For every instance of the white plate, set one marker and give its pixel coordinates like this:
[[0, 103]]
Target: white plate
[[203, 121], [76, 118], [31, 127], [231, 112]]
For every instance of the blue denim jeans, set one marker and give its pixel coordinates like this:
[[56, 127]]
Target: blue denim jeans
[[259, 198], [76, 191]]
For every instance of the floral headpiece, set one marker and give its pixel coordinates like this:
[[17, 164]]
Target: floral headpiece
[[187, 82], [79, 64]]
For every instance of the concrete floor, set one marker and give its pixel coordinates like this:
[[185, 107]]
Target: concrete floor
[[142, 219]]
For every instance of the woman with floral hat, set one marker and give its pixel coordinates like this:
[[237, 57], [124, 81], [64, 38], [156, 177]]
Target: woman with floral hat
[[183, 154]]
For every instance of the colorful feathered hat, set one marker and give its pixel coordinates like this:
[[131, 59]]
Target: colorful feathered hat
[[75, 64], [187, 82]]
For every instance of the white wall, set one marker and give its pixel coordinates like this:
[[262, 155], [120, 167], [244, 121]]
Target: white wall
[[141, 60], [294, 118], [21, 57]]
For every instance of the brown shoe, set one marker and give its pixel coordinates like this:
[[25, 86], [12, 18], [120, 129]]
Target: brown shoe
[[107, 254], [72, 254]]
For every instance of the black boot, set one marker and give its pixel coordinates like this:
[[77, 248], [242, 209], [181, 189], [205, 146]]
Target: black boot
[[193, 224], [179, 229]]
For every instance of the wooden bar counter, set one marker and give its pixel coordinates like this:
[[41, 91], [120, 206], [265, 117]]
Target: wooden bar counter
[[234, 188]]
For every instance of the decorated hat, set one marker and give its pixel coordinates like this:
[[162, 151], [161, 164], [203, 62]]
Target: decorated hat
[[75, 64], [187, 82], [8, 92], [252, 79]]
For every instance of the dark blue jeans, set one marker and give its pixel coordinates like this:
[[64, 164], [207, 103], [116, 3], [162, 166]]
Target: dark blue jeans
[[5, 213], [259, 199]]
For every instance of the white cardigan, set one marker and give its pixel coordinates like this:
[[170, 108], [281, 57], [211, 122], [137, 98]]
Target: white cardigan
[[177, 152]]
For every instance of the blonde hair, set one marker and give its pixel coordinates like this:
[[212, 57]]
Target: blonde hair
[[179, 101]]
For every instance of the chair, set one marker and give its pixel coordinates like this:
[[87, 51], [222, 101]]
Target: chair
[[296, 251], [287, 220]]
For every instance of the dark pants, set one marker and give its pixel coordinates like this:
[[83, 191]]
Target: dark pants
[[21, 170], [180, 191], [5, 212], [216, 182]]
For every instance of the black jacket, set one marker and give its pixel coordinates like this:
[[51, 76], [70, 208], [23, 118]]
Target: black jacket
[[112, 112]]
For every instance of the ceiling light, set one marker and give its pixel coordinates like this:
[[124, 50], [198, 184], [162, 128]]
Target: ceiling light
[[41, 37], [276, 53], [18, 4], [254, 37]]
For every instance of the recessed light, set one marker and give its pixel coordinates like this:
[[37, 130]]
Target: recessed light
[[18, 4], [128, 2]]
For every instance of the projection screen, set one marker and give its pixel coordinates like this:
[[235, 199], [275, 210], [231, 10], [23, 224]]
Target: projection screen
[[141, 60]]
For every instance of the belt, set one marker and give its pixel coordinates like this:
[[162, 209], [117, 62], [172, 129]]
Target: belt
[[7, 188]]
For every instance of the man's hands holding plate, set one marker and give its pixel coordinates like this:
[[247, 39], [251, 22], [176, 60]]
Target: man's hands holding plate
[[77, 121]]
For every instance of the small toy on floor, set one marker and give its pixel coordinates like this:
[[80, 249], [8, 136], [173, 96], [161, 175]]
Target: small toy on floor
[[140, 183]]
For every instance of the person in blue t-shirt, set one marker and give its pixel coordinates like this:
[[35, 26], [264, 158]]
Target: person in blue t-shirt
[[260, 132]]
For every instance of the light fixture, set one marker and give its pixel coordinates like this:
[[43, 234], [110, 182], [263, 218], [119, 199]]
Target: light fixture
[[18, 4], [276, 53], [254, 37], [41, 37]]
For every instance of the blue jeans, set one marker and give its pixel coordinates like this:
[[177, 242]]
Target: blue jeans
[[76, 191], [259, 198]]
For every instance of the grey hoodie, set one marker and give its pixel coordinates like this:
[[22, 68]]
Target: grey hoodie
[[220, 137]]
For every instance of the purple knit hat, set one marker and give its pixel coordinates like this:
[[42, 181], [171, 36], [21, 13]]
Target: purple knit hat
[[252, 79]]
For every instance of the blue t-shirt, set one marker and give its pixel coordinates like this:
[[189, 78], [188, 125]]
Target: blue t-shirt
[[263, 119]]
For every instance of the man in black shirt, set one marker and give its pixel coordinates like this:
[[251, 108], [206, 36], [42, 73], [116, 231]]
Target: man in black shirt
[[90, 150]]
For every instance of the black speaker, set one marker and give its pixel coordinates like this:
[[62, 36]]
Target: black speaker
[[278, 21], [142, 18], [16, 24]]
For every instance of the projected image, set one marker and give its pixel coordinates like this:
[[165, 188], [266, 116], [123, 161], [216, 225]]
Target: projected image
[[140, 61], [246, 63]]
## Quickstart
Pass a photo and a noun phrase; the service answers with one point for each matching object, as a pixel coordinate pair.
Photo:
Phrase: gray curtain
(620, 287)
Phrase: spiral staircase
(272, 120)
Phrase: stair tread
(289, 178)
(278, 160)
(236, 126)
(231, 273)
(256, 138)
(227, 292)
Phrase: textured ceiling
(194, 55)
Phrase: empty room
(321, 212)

============================================================

Work instruction: Complete, exact output of the records is expected.

Result of this task:
For every instance of the white plate, set one marker and give its pixel coordinates like this:
[[0, 103]]
Target: white plate
[[203, 121], [76, 118], [31, 127], [231, 112]]
For every instance of the blue denim jeans, set one marker and give its pixel coordinates like this:
[[56, 127]]
Target: blue denim jeans
[[259, 198], [76, 191]]
For every instance of the floral headpiece, set one marker and give its pixel coordinates like this:
[[17, 164]]
Target: floral headpiece
[[187, 82], [79, 64]]
For every instance of the concrete floor, set one marker and give its pixel coordinates like this:
[[185, 107]]
Target: concrete floor
[[142, 219]]
For every instance of the woman with floral hat, set one marker and give its pixel coordinates like this:
[[237, 57], [124, 81], [64, 38], [156, 177]]
Target: woman with floral hat
[[183, 154]]
For every instance of the colorful feathered hat, set one marker and give its pixel coordinates like this:
[[131, 59]]
Target: colorful feathered hat
[[75, 64], [187, 82]]
For every instance of the white wall, set one marker and give its pixel coordinates like this:
[[262, 155], [120, 167], [244, 121]]
Target: white wall
[[141, 60], [294, 118], [21, 57]]
For every instance of the brown shoe, set one marker and give its pixel coordinates like this:
[[25, 86], [12, 18], [120, 129]]
Target: brown shoe
[[107, 254], [72, 254]]
For every instance of the black boot, set one marker and give its pixel coordinates like this:
[[77, 248], [242, 209], [181, 189], [205, 146]]
Target: black boot
[[193, 224], [179, 229]]
For every instance of the wooden bar counter, set one marker and give its pixel coordinates like this:
[[41, 91], [120, 206], [265, 117]]
Target: wooden bar counter
[[234, 188]]
For every instance of the decorated hat, set one marker and give its pixel coordinates like this:
[[162, 151], [161, 164], [203, 62]]
Target: decorated hat
[[75, 64], [187, 82], [8, 92], [252, 79]]
For every instance of the dark blue jeans, set one marker and give its pixel coordinates like this:
[[64, 164], [207, 103], [116, 3], [162, 166]]
Target: dark blue jeans
[[5, 213], [259, 199]]
For every instance of the white cardigan, set one marker and give its pixel coordinates like this:
[[170, 108], [281, 57], [211, 122], [137, 98]]
Target: white cardigan
[[177, 152]]
For every instance of the blonde hair, set one marker and give its pixel coordinates like this:
[[212, 57]]
Target: blonde hair
[[179, 101]]
For every instance of the chair, set one marker and give its pixel coordinates like this:
[[87, 51], [222, 101]]
Target: chair
[[296, 251], [287, 220]]
For every instance of the dark pants, set one marker and give its pixel coordinates like this:
[[83, 191]]
Target: dark pants
[[21, 170], [180, 191], [5, 212], [216, 182]]
For every instance of the black jacket, set one marker and give its pixel coordinates like this:
[[51, 76], [70, 208], [23, 118]]
Target: black jacket
[[112, 112]]
For every instance of the ceiling light, set one marker and give its pixel coordinates like this:
[[124, 50], [198, 184], [162, 128]]
Target: ceiling light
[[41, 37], [276, 53], [18, 4], [254, 37]]
For every instance of the recessed light, set one marker and give its pixel coordinates like this:
[[37, 130]]
Target: recessed light
[[18, 4], [128, 2]]
For every instance of the projection screen, set one marker and give its pixel coordinates like this:
[[235, 199], [275, 210], [231, 10], [23, 224]]
Target: projection screen
[[141, 60]]
For every instance of the belt, set one marker and give its pixel coordinates like this:
[[162, 209], [117, 62], [172, 129]]
Target: belt
[[7, 188]]
For every instance of the man's hands holding plate, set one marker and give its pixel coordinates like this:
[[247, 39], [251, 22], [176, 60]]
Target: man's hands holding plate
[[77, 121]]
For every instance of the small toy on floor, set one marker and give its pixel coordinates like this:
[[80, 249], [8, 136], [173, 96], [161, 175]]
Target: small toy on floor
[[140, 183]]
For every instance of the person in blue t-shirt, set one marker and give its pixel coordinates like this:
[[35, 26], [264, 158]]
Target: person in blue t-shirt
[[260, 132]]
For every instance of the light fixture, set one marker and give its pixel coordinates like this:
[[43, 234], [110, 182], [263, 218], [119, 199]]
Target: light fixture
[[18, 4], [276, 53], [254, 37], [41, 37]]
For every instance of the blue jeans, set one marker and give its pixel coordinates like this:
[[177, 242]]
Target: blue jeans
[[76, 191], [259, 198]]
For every instance of the grey hoodie, set one marker and give its pixel coordinates like this:
[[22, 68]]
Target: grey hoodie
[[220, 137]]
For every instance of the purple knit hat, set one marker and give its pixel coordinates like this:
[[42, 181], [171, 36], [21, 13]]
Target: purple knit hat
[[252, 79]]
For every instance of the blue t-shirt, set one marker and give its pixel coordinates like this:
[[189, 78], [188, 125]]
Target: blue t-shirt
[[263, 119]]
For every instance of the man in black shirt, set one marker and give its pixel coordinates like this:
[[251, 108], [206, 36], [42, 73], [116, 231]]
Target: man in black shirt
[[90, 150]]
For every instance of the black speaker, set one marker and give its pixel coordinates like this:
[[62, 36]]
Target: black speaker
[[278, 21], [142, 18], [16, 24]]
For every instance of the projected image, set one marker and give its pixel coordinates like this:
[[165, 188], [266, 116], [123, 161], [216, 225]]
Target: projected image
[[140, 61], [246, 63]]
## Quickstart
Pass a photo and a noun phrase; the service answers with one point for each matching object, as a pixel coordinate pair.
Photo:
Phrase: gray curtain
(620, 287)
Phrase: spiral staircase
(272, 120)
Phrase: stair tread
(289, 178)
(278, 160)
(236, 126)
(231, 273)
(256, 138)
(227, 292)
Phrase: textured ceiling
(194, 55)
Phrase: empty room
(321, 212)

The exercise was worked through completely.